==== THE INPUT ====

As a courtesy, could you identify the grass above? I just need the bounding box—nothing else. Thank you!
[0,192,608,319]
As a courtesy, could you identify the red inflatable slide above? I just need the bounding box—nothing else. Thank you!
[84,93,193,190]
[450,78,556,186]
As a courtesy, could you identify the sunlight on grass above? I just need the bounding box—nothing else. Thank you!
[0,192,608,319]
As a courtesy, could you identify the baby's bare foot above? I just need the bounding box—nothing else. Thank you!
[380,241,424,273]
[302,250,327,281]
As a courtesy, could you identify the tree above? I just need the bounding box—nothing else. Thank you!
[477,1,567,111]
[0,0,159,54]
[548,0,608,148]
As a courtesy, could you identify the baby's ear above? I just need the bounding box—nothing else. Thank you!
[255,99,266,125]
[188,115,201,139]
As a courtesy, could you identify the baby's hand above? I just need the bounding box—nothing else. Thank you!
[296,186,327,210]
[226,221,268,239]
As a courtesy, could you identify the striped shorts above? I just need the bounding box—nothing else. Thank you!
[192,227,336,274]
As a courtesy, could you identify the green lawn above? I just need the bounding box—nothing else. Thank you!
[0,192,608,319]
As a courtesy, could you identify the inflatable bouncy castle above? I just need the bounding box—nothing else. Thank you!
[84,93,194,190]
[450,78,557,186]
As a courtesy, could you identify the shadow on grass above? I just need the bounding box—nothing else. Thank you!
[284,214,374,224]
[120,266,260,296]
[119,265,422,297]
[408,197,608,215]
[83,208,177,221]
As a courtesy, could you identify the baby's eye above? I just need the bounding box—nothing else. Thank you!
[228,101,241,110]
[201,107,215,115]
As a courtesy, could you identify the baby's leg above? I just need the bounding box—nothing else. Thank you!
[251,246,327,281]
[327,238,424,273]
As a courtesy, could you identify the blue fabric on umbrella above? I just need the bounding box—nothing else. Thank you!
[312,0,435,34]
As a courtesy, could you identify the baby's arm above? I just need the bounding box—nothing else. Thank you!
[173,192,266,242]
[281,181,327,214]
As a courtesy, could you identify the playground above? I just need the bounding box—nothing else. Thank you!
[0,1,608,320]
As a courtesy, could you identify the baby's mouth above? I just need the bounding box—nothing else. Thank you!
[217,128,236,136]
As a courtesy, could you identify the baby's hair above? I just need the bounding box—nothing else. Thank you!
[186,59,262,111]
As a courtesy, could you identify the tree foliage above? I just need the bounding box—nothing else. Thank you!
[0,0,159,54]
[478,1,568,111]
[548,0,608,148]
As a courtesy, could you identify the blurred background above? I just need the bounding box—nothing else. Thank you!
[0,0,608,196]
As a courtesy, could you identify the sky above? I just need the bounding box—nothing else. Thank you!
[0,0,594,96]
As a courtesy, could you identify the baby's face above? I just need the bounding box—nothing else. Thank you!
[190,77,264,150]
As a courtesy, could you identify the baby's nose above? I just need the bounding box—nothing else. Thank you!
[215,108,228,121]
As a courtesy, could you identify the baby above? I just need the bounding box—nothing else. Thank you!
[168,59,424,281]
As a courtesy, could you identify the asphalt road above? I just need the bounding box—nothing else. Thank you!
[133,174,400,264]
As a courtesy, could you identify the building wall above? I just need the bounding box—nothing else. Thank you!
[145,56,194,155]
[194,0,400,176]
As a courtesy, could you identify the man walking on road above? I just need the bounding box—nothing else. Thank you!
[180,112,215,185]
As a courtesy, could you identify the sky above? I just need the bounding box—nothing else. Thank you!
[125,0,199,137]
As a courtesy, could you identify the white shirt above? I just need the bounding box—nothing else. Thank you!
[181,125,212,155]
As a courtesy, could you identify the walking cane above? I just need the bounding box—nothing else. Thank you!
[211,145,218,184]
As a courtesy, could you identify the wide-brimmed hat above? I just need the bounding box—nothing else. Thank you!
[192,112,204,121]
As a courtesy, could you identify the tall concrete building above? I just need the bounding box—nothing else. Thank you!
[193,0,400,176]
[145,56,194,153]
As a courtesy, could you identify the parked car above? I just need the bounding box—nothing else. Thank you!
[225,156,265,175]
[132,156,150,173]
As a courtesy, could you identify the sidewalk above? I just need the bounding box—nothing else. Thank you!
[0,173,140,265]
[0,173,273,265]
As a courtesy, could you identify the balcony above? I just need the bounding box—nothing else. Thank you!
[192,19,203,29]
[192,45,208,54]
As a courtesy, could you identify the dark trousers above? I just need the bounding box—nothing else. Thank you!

====

• **REQUIREMENTS**:
Recast the lines from the one containing "As a courtesy, could you identify the asphalt" up to and including the one containing "[211,145,218,184]" as a JSON list of strings. Give one string per line and leave out any blank lines.

• **COMPLETE OUTPUT**:
[
  "As a courtesy, could you identify the asphalt road above? I just need the bounding box—nothing else. Thank you!",
  "[133,174,400,264]",
  "As a courtesy, could you identify the building wall above? I just need the bounding box—nothing else. Thank you!",
  "[145,56,194,155]",
  "[194,0,400,176]",
  "As a courtesy, could you identify the man walking on road above? I just need the bounding box—nothing else. Thank you!",
  "[180,112,215,185]",
  "As a courtesy, could you identify the sky above? I just need the bounding box—nothing else. Thank you!",
  "[125,0,199,137]",
  "As a courtesy, could you identify the white shirt above? I just need the bounding box—nothing else. Thank you!",
  "[181,125,212,155]",
  "As a courtesy, could you identify the walking cane above? I just need the bounding box—nothing else. Thank you!",
  "[211,145,218,184]"
]